** begin DOCUMENT SECTION **
Princeton graduate students, faculty and visiting scholars are invited to learn more about our graduate students' current research.
“Pan Americanism at Work”: CINVA and the Portable Brick Machine
Camila Reyes Alé,
Ph.D. candidate in the Department of Architecture
This presentation traces the history of the CINVA-RAM, a manual machine for the production of stabilized-earth blocks created at the Centro Interamericano Experimental y de Adiestramiento en Vivienda (CINVA) in Bogotá, Colombia, in 1957. Founded in 1951 as a training center under the “technical cooperation” arm of the D.C.-based Organization of American States (OAS), CINVA trained and educated architects, engineers and social workers from across Latin America with a focus on manual construction techniques applied to housing development and urbanization, during a period of intense economic and social growth across the region, and the proliferation of its attendant inequities. CINVA’s primary mission was to research, experiment and develop technical solutions that were rooted in local materials, practices and forms of knowledge. The CINVA-RAM was one of these solutions. Acquired by Rockefeller’s International Basic Economy Corporation (IBEC), the CINVA-RAM was later patented and sold in multiple countries worldwide becoming a kind of global instrument, synonymous with terms such as ‘development’, ‘self-help’ and ‘third world’. This presentation aims to situate the history of the CINVA-RAM as specific both to the history of CINVA as institution and to forms of rural/local building knowledge grounded in South America, while questioning the neocolonial contradictions of its dissemination as a universal building solution.
Camila earned a Bachelor’s in architecture from Pontificia Universidad Católica de Chile (2013) and a Master's in Critical, Curatorial and Conceptual Practices in Architecture from Columbia University (2017). She has been the recipient of scholarships from Fulbright (2015-2017), CONICYT/ANID (Chile) (2015-2021), and the Lassen Fellowship from PLAS at Princeton University (2017-2018). Her work has been published in Revista ARQ, The Avery Review, Revista Materia, among others. Since 2020, she has been developing her dissertation on the architectures in and of circulation across the Americas during the second half of the twentieth century.
Ana Ozaki, Princeton-Mellon Fellow in Architecture, Urbanism, and the Humanities
"Violence in the House of Fiction. Conflict and the Forms of Literary Realism in Mexico after the Revolution."
** end DOCUMENT SECTION **
** begin EXTRACTED RECORDS **
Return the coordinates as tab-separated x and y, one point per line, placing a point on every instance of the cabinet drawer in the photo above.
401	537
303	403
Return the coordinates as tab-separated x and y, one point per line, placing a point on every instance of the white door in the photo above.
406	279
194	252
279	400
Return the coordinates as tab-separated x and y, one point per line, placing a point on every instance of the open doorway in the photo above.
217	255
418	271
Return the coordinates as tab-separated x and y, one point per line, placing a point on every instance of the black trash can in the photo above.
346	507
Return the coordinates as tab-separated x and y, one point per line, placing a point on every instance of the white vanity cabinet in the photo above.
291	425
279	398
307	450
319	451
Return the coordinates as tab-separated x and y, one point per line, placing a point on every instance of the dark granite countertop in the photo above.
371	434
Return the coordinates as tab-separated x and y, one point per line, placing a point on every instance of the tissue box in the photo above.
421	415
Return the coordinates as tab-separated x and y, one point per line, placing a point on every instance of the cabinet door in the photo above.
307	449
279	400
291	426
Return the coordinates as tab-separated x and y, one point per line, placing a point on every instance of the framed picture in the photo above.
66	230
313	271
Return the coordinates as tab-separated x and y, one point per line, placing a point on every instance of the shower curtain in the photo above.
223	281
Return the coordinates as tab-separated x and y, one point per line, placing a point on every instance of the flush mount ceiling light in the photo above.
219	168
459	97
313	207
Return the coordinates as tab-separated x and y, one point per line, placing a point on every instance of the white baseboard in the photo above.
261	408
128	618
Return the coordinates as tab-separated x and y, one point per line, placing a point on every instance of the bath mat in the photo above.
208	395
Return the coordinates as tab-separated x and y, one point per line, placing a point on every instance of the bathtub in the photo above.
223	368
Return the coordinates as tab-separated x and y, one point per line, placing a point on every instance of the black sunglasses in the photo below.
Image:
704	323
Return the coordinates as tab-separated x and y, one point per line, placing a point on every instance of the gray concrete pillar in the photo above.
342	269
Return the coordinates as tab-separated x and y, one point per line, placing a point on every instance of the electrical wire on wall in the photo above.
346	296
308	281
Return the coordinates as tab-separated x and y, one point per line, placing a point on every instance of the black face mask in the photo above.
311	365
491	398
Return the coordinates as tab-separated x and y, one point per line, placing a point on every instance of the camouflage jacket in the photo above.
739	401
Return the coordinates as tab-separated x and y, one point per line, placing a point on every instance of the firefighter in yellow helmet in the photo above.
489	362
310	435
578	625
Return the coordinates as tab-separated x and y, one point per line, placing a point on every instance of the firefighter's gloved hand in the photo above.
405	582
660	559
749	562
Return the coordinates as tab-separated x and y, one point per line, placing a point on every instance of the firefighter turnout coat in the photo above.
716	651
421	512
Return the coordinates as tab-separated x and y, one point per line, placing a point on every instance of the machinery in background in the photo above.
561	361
** end EXTRACTED RECORDS **
*WHAT TO WORK ON*: Please repeat the speaker biography, starting with "Camila earned a" and going on through "the twentieth century.", and swap "dissertation" for "thesis".

*FULL RESPONSE*:
Camila earned a Bachelor’s in architecture from Pontificia Universidad Católica de Chile (2013) and a Master's in Critical, Curatorial and Conceptual Practices in Architecture from Columbia University (2017). She has been the recipient of scholarships from Fulbright (2015-2017), CONICYT/ANID (Chile) (2015-2021), and the Lassen Fellowship from PLAS at Princeton University (2017-2018). Her work has been published in Revista ARQ, The Avery Review, Revista Materia, among others. Since 2020, she has been developing her thesis on the architectures in and of circulation across the Americas during the second half of the twentieth century.